**РАЗДЕЛ ТЕКСТА:**
----------

Революция обнаруживает свою подлинную природу, несущую умаление, уничтожение бытия. Это, по сути, оказывается продолжением движения к примитивным формам жизни, и смысл ответа на исконно русский вопрос «Кому на Руси жить хорошо?» заключается в отказе от настоящего, реального — теряется связь с бытом, домом («хорошо бродячему, плохо оседлому»).
В дневнике 1917 г. идея отцеубийства соотносится с библейской притчей о блудном сыне, получая одновременно историческое и религиозное измерение («социализм говорит «нет» отцу своему и отправляет блудного сына все дальше и дальше»).
В 1917 г. Пришвин необычайно чуток к самопроявлению народной стихии. Народная жизнь приходит в движение и обретает голос, и народное сознание мгновенно персонализирует этот голос. «Митинга видел», — записывает Пришвин чьи-то слова. Не столько в идеях, сколько в движении стихии с ее душой, живущей по законам мифа, утопии, Пришвин пытается искать смысл исторических событий. Он расширяет историческое пространство революции до времени Петра I и Великой французской революции, то есть включает ее в контекст русской и мировой истории, а в современном политическом пространстве представляет революцию ареной действия «сил мировой истории человечества».
Историософская оценка происходящего выявляет патриотизм Пришвина, в котором чувство вины перед родиной соседствует с верой в нее: «Мы теперь дальше и дальше убегаем от нашей России для того, чтобы рано или поздно оглянуться и увидеть ее. Она слишком близка нам была, и мы годами ее не видели, теперь, когда убежим, то вернемся к ней с небывалой любовью».
Религиозный смысл русской истории, который традиционно определялся чаянием Царства Божия, теперь осмысляется Пришвиным через слова Христа: «Приидите ко мне вси труждающиеся и обремененные и Аз упокою вы», в которых отвергнутый людьми Христос обещает уже не Царство, а покой, помощь людям, способным обратиться к Нему…
Однако понимание апокалиптического характера истории не уничтожило в Пришвине здоровую натуру художника. В последней, предновогодней записи дневника с изрядной долей иронии и самоиронии над растерянностью перед лицом неизвестной и еще непонятной жизни Пришвин советует гражданам нового государства учиться, учиться, учиться — слова, которым по иронии судьбы было суждено стать крылатыми.

----------

**ФРАГМЕНТ ДАННЫХ:**
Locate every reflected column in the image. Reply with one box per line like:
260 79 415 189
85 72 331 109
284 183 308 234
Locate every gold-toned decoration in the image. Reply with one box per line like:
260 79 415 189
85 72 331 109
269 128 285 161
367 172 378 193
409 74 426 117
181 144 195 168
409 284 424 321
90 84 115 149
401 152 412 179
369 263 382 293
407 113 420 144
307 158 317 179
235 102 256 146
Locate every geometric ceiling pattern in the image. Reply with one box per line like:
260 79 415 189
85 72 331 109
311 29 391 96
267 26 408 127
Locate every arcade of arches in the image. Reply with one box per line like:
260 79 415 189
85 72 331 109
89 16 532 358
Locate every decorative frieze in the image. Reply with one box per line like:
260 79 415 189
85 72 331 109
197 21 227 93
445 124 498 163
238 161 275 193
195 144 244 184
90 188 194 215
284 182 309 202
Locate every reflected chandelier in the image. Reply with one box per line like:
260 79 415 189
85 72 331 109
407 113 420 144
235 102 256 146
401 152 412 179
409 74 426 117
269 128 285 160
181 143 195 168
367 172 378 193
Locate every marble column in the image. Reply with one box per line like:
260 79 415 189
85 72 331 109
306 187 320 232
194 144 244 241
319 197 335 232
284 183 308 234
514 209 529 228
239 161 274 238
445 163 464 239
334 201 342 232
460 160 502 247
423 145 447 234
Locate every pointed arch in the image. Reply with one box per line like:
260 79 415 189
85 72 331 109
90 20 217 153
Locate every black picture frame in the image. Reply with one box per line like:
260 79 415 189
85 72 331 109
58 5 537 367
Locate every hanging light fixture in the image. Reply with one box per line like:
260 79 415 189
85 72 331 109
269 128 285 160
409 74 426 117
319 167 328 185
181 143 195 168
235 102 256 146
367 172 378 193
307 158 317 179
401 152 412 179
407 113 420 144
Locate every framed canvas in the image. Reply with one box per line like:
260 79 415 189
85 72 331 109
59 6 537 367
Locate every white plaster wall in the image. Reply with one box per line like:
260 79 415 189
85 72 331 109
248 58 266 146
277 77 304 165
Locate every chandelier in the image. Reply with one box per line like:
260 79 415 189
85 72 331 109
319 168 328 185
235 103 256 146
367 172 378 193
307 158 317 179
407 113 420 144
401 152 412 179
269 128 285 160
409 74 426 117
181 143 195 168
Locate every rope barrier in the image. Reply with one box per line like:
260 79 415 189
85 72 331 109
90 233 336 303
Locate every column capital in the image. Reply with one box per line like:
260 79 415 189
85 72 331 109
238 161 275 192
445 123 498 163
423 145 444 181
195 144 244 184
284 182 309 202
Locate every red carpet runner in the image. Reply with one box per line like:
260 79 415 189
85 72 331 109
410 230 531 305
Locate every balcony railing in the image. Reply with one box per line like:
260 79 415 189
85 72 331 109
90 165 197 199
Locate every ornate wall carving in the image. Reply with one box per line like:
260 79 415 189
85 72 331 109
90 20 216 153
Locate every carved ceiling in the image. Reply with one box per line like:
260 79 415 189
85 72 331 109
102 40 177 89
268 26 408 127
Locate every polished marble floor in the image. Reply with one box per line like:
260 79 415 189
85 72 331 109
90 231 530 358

----------

**ЗАДАНИЯ И УПРАЖНЕНИЯ:**
a – Соответствуют ли тексту о Пришвине утверждения (i), (ii), (iii)? Ответьте «да» или «нет» и приведите дословно решающие слова текста.
(i) В дневнике 1917 года идея отцеубийства соотнесена с притчей о блудном сыне.
(ii) Пришвин ограничивает историческое пространство революции событиями 1917 года.
(iii) В последней записи дневника Пришвин советует гражданам нового государства трудиться.
b – Выпишите по порядку все фрагменты, которые текст о Пришвине приводит в кавычках-«ёлочках». Кавычки внутри другой цитаты отдельным фрагментом не считайте.
Перечень никак не связан с текстом о Пришвине.

**ВЫПОЛНЕННЫЕ ЗАДАНИЯ:**
a –
(i) Да: «В дневнике 1917 г. идея отцеубийства соотносится с библейской притчей о блудном сыне».
(ii) Нет: «Он расширяет историческое пространство революции до времени Петра I и Великой французской революции».
(iii) Нет: «Пришвин советует гражданам нового государства учиться, учиться, учиться».

b –
1. «Кому на Руси жить хорошо?»
2. «хорошо бродячему, плохо оседлому»
3. «социализм говорит «нет» отцу своему и отправляет блудного сына все дальше и дальше»
4. «Митинга видел»
5. «сил мировой истории человечества»
6. «Мы теперь дальше и дальше убегаем от нашей России для того, чтобы рано или поздно оглянуться и увидеть ее. Она слишком близка нам была, и мы годами ее не видели, теперь, когда убежим, то вернемся к ней с небывалой любовью»
7. «Приидите ко мне вси труждающиеся и обремененные и Аз упокою вы»